YOUR TASKS —
1. Translate this sentence from the passage on UK financial stability into French: "This will put households under more strain and leave them more exposed to further shocks in the coming months, the Bank said."
2. Rewrite the passage on UK financial stability from "This will put" up to and including "said on Wednesday.", substituting "banks" for "lenders".
3. Answer these questions using the passage on UK financial stability.
(a) How much extra capital will UK lenders be ordered to hold?
(b) What does the Bank say is largely the cause of the sharp rise in prices and the worsened growth outlook?
(c) Who is named as governor of the Bank of England?

In its latest health check on the UK financial system, the Bank noted sharp spikes in the price of gas and other commodities.
This will put households under more strain and leave them more exposed to further shocks in the coming months, the Bank said.
UK lenders will be ordered to hold an extra £22bn of capital as a buffer against economic shocks from July next year, the Bank said on Wednesday.
“The economic outlook for the UK and globally has deteriorated materially,” the BoE said in its latest Financial Stability Report.
“Prices of essential goods such as food and energy have risen sharply in the UK and globally, and the outlook for growth has worsened. This is largely a result of Russia’s illegal invasion of Ukraine.
“These higher prices, weaker growth and tighter financing conditions will make it harder for households and businesses to repay or refinance debt. Given this, we expect households and businesses to become more stretched over coming months. They will also be more vulnerable to further shocks.”
Bank of England governor Andrew Bailey told reporters that financial assistance from the government would play a "buffering and protecting" role to help cushion households from higher prices.

DATASET CONTENT —

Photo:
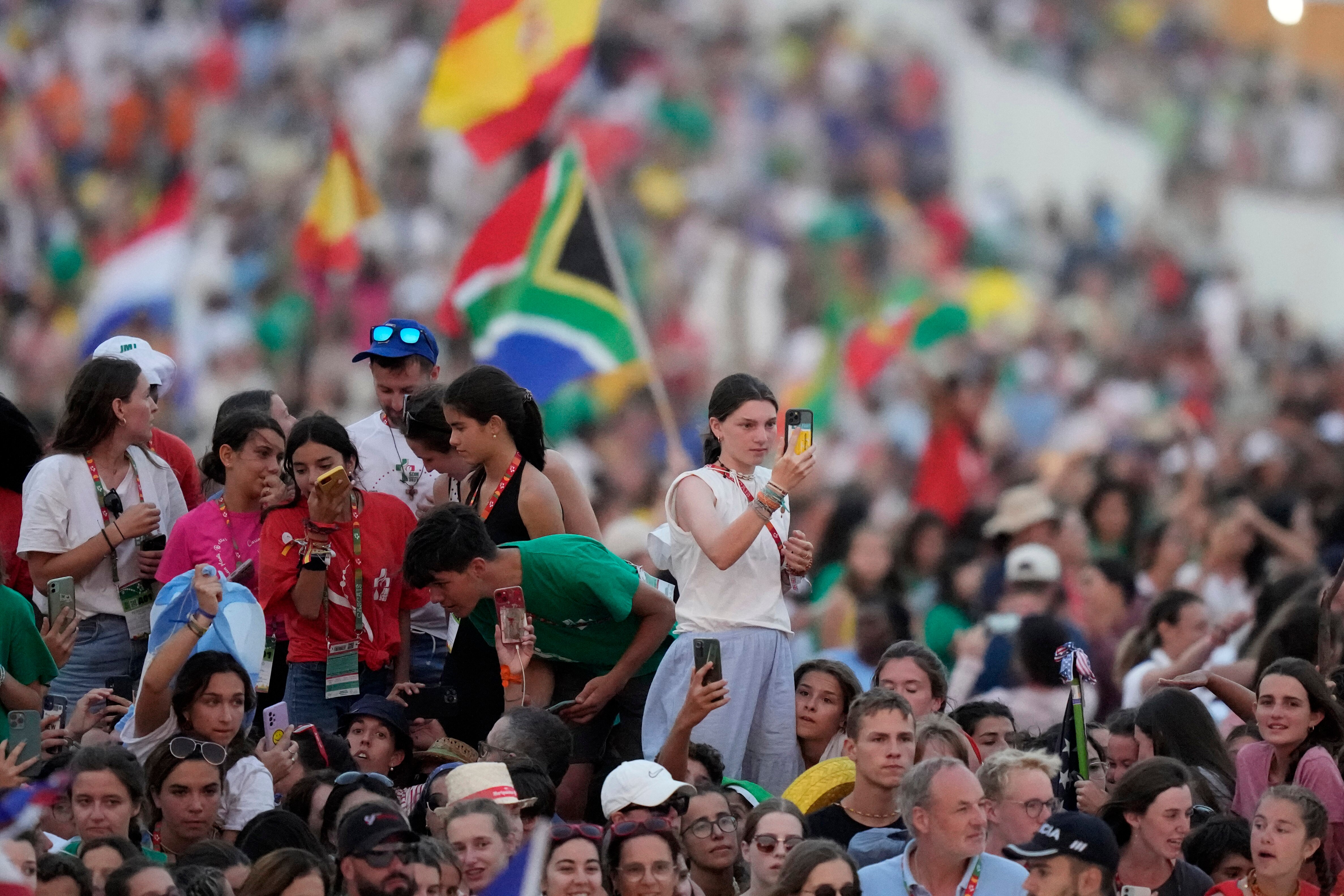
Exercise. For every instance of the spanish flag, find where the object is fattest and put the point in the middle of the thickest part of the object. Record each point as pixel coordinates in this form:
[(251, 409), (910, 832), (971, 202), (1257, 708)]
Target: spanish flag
[(505, 66), (326, 240)]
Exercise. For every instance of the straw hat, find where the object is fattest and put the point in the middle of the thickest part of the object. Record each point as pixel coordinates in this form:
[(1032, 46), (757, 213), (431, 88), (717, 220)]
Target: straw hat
[(1018, 508), (485, 781), (826, 784)]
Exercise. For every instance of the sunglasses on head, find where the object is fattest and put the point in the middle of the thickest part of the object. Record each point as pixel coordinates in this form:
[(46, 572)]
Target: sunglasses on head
[(385, 334), (767, 843), (383, 858), (560, 833), (358, 777), (827, 890), (635, 828), (190, 747)]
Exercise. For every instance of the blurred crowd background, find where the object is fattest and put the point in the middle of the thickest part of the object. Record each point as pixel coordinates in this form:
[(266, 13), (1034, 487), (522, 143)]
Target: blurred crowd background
[(784, 201)]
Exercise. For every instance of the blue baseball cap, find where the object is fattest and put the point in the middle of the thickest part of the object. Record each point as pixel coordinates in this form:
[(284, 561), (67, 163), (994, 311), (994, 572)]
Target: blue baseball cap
[(401, 338)]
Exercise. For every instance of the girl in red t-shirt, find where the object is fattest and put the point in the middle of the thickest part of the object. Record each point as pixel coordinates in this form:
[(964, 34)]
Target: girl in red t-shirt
[(334, 555)]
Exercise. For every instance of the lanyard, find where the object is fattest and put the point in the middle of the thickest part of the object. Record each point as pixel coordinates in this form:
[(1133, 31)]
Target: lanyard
[(971, 884), (499, 490), (103, 504), (359, 575), (729, 475)]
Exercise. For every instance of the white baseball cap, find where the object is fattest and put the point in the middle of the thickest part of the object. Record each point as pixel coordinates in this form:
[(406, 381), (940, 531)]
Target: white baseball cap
[(640, 784), (158, 367), (1031, 563)]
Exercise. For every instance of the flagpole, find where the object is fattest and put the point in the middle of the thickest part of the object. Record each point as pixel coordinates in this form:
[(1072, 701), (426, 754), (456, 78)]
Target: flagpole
[(677, 457)]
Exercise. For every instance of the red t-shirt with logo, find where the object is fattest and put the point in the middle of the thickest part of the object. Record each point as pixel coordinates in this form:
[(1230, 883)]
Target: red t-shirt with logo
[(383, 526)]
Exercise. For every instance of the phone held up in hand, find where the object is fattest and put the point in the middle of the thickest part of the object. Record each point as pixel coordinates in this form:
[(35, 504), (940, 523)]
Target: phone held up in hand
[(798, 420), (333, 480), (708, 651), (61, 594), (513, 613)]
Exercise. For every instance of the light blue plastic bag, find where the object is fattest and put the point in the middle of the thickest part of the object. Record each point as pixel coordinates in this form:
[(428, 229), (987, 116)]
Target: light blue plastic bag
[(240, 627)]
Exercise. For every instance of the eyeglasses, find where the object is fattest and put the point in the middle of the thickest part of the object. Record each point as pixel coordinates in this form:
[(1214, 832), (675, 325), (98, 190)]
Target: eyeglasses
[(767, 843), (383, 858), (827, 890), (485, 749), (189, 747), (318, 739), (385, 332), (636, 828), (358, 777), (560, 833), (1036, 807), (704, 828)]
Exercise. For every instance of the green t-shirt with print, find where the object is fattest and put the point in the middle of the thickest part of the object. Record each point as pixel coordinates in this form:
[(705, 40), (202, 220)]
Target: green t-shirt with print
[(580, 597), (23, 653)]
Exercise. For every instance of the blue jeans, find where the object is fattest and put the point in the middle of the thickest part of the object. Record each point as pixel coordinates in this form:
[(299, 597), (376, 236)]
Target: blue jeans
[(428, 656), (103, 649), (306, 694)]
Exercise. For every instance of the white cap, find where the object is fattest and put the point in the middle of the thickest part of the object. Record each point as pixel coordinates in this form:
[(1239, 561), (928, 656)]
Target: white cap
[(640, 784), (158, 367), (1031, 563)]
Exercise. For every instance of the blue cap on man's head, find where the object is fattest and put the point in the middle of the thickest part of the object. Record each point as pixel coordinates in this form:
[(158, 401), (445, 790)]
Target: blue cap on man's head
[(401, 338)]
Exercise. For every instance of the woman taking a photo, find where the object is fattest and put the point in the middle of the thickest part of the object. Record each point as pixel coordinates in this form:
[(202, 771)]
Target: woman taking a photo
[(186, 788), (730, 535), (575, 867), (87, 510), (1302, 726), (1288, 836), (1150, 814), (207, 696), (772, 831), (333, 558), (642, 858)]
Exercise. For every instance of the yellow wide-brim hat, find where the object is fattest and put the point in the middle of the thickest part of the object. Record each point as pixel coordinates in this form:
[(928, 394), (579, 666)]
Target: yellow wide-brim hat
[(826, 784)]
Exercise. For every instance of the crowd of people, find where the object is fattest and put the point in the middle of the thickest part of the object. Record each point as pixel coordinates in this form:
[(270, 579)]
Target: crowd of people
[(259, 652)]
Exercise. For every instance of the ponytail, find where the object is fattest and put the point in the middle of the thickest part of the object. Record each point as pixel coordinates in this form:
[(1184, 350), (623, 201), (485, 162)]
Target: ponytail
[(234, 432), (1140, 643), (730, 394), (487, 391)]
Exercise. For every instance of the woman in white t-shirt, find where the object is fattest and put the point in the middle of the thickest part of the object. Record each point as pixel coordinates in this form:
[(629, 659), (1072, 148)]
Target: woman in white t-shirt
[(210, 700), (729, 524), (87, 510)]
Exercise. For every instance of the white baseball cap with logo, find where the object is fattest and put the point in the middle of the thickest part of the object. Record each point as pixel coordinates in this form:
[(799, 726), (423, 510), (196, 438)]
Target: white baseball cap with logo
[(1033, 563), (640, 784), (158, 367)]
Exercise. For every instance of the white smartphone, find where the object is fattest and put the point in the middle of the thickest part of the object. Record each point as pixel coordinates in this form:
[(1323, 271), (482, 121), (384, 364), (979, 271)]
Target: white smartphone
[(276, 719)]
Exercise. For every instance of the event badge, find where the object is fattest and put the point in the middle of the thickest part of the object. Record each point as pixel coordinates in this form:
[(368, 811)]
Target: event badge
[(136, 604), (268, 661), (343, 670)]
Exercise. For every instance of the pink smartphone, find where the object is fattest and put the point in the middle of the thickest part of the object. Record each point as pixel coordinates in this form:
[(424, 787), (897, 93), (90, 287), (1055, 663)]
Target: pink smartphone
[(513, 613)]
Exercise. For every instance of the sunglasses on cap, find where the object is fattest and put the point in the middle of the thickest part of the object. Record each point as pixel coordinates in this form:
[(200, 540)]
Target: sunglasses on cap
[(768, 843), (190, 747), (635, 828), (406, 335), (408, 854), (358, 777), (561, 833)]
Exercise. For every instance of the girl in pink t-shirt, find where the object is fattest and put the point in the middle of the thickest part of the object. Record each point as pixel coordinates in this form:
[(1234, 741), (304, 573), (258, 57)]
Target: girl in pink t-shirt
[(226, 530), (1302, 726)]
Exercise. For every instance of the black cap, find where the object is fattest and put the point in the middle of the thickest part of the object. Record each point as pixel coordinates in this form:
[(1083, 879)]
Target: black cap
[(369, 825), (386, 711), (1072, 833)]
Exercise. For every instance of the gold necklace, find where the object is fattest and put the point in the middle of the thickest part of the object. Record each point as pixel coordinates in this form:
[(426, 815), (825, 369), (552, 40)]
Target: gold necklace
[(863, 814)]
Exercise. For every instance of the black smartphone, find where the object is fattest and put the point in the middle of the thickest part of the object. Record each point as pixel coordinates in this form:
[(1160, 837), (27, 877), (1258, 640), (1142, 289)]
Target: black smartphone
[(120, 686), (708, 651), (431, 703)]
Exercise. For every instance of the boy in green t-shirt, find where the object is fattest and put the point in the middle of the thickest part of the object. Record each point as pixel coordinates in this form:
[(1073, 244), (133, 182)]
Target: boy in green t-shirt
[(603, 628)]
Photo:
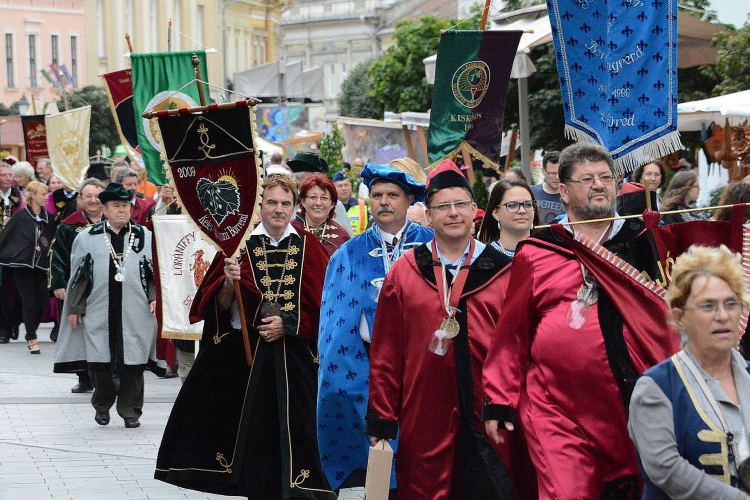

RESPONSES IN ORDER —
1. Cela mettra les ménages sous une pression accrue et les rendra plus vulnérables à de nouveaux chocs au cours des prochains mois, a déclaré la Banque.

2.
This will put households under more strain and leave them more exposed to further shocks in the coming months, the Bank said.
UK banks will be ordered to hold an extra £22bn of capital as a buffer against economic shocks from July next year, the Bank said on Wednesday.

3.
(a) An extra £22bn.
(b) Russia's illegal invasion of Ukraine.
(c) Andrew Bailey.